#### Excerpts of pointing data
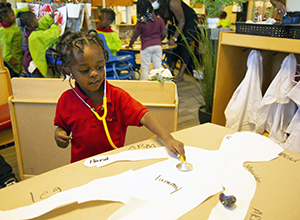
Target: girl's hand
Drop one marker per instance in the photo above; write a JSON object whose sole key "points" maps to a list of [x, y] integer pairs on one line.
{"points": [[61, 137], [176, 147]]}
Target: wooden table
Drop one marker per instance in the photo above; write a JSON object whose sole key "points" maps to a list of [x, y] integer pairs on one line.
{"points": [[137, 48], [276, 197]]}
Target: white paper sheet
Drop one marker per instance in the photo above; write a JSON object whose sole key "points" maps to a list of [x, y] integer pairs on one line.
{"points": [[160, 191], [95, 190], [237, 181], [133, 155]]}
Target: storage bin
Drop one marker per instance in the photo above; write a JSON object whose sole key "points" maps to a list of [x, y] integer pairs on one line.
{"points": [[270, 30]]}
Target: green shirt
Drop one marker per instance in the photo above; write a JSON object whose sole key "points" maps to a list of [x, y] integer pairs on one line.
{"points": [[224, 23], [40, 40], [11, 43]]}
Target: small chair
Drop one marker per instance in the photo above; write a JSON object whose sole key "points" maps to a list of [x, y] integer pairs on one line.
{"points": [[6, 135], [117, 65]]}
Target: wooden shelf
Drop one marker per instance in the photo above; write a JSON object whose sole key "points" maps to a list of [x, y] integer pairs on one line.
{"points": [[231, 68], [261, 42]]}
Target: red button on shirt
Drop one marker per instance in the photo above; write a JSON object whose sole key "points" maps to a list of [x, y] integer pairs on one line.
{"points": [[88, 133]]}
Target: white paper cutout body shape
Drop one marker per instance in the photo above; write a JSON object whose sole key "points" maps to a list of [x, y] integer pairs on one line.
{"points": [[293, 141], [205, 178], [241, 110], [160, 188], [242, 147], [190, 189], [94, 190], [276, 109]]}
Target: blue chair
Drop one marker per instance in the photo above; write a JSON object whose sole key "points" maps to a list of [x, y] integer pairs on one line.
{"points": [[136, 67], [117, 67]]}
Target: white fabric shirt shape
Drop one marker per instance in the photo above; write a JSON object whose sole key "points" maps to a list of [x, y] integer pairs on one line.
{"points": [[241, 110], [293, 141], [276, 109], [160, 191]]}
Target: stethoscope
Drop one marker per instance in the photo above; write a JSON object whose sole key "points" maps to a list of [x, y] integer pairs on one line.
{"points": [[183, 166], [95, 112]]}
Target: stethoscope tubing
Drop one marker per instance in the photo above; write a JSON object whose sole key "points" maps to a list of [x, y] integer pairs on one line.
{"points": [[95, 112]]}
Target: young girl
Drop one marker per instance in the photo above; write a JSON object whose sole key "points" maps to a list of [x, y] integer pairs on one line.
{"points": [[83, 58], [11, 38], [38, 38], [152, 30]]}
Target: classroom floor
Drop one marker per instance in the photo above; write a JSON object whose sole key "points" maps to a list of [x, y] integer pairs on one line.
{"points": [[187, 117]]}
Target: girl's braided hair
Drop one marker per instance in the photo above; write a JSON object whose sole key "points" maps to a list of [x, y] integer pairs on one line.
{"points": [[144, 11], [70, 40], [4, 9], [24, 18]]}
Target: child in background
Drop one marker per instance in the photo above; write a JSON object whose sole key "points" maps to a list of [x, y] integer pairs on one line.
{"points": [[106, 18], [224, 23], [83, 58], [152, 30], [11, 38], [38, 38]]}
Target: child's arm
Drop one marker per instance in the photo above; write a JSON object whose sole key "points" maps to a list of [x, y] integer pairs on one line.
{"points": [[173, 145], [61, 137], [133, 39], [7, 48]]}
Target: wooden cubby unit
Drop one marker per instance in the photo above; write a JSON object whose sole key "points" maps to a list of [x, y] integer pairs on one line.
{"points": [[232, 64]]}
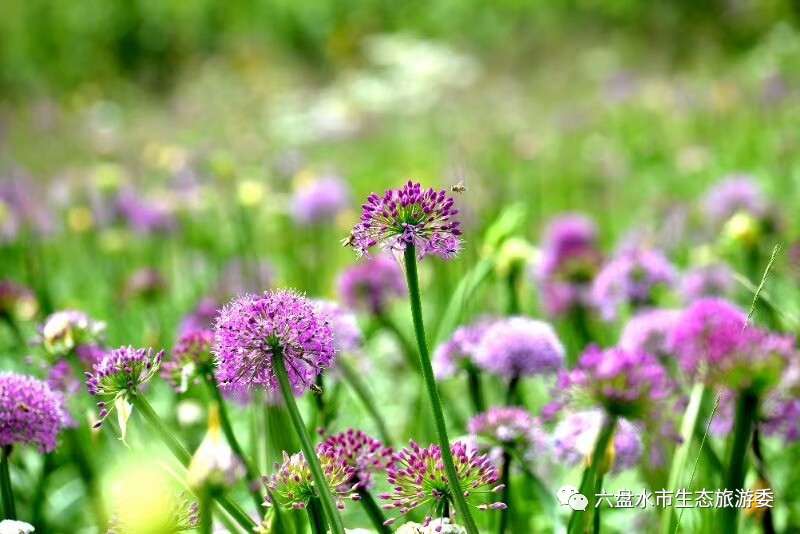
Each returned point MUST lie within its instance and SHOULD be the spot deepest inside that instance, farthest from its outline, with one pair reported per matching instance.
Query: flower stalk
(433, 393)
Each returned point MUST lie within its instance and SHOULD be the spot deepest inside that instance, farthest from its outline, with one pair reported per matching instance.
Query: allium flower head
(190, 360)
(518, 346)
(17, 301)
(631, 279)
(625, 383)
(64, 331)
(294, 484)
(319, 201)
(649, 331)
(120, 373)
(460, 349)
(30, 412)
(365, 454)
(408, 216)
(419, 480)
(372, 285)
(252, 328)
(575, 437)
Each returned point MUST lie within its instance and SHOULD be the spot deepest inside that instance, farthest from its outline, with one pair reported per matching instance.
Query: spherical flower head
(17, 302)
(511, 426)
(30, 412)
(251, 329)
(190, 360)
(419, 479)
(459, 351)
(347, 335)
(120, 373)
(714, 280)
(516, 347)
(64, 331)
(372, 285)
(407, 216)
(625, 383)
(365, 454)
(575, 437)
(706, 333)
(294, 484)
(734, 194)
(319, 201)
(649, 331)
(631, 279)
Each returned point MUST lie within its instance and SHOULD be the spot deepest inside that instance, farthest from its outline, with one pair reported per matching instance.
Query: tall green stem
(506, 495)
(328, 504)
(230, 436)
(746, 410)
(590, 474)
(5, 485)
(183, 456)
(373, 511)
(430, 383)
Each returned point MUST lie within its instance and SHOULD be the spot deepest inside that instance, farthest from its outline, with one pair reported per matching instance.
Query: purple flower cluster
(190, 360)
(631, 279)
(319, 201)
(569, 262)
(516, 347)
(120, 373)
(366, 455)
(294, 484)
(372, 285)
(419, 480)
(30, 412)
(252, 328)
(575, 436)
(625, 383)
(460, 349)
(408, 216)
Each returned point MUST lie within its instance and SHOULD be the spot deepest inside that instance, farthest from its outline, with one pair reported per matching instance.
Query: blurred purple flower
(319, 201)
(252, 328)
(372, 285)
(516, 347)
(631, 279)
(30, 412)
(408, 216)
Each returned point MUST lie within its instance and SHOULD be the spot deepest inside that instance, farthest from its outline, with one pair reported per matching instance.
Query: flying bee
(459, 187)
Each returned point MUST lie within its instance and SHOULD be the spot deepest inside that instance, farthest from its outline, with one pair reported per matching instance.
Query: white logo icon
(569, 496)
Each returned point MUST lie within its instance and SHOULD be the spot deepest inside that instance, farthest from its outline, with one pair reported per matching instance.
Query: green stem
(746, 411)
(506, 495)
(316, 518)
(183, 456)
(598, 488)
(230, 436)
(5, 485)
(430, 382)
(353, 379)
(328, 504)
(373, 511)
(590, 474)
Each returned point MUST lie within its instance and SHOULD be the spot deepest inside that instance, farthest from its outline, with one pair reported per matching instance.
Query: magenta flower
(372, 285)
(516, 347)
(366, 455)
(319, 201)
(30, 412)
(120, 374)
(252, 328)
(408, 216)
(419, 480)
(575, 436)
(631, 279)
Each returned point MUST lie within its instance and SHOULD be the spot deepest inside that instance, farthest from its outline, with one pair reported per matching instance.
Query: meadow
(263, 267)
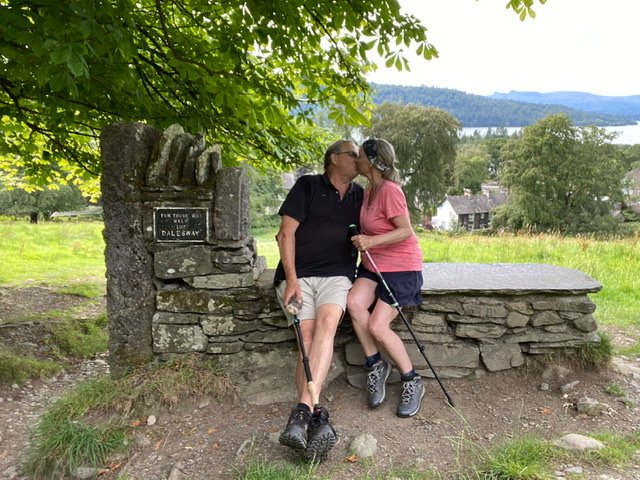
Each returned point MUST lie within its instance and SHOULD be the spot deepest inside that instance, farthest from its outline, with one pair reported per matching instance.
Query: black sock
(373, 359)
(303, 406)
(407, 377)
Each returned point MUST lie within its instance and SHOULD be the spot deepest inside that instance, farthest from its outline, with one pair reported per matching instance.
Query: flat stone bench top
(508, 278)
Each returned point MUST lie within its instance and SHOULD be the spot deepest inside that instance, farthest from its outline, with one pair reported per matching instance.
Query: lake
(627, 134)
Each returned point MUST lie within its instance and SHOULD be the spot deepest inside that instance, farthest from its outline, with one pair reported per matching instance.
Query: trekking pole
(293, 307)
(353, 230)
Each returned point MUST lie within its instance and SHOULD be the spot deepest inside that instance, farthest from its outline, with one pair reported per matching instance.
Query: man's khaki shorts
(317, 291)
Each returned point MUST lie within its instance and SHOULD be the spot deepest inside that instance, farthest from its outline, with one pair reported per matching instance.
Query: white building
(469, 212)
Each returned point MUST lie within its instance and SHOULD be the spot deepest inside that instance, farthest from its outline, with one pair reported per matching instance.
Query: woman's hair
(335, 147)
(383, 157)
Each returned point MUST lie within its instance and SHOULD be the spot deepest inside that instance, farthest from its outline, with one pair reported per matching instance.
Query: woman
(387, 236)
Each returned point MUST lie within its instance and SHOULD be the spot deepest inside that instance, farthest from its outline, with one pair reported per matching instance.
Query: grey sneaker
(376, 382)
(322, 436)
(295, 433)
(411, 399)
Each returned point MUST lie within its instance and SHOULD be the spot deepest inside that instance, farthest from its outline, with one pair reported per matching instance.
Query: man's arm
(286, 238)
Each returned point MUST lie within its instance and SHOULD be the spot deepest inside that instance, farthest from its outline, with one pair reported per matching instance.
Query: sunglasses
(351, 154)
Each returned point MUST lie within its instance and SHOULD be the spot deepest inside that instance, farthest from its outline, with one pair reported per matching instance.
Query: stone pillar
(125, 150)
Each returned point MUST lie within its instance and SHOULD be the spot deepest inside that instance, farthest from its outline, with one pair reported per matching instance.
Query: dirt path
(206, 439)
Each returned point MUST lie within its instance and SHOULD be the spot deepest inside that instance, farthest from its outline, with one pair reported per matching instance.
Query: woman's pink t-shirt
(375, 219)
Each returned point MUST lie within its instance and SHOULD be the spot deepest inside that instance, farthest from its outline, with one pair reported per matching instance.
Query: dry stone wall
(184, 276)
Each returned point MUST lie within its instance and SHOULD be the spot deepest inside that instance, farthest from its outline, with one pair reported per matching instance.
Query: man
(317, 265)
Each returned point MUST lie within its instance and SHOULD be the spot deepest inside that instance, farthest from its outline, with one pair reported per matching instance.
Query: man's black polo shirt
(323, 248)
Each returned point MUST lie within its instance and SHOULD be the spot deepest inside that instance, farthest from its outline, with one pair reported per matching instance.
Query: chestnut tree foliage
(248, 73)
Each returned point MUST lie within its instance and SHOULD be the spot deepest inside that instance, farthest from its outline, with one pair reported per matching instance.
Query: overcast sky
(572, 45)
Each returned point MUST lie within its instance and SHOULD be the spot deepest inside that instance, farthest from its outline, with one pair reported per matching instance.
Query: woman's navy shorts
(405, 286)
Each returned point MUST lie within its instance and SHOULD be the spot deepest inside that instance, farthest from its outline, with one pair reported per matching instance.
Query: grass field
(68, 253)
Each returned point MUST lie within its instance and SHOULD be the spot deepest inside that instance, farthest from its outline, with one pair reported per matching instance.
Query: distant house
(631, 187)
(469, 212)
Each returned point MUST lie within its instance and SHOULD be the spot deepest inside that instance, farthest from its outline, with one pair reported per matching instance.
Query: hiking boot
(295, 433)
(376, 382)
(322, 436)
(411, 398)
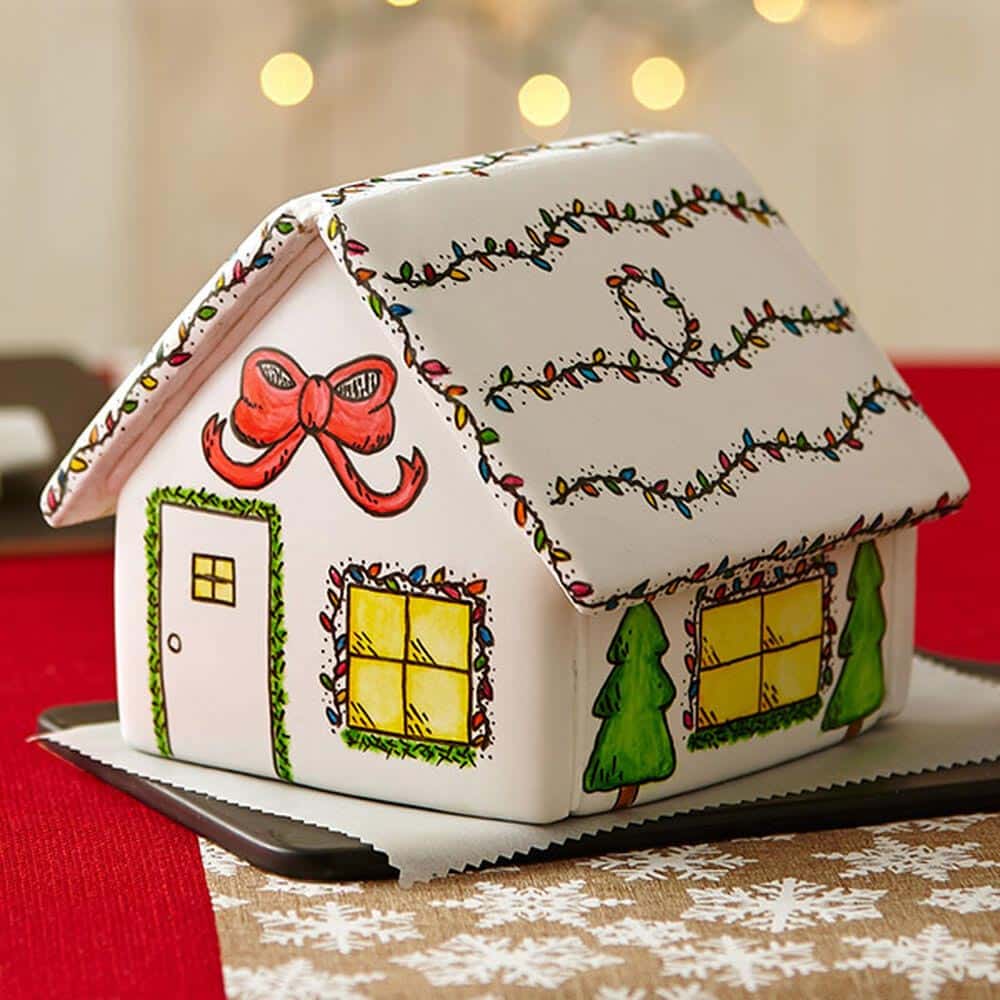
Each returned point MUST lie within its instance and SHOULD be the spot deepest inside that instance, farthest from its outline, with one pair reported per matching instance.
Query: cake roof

#### STATED GOAL
Count the lines of the material above that contain the string "girl", and reply with only that number.

#### SOLUTION TO THE EXERCISE
3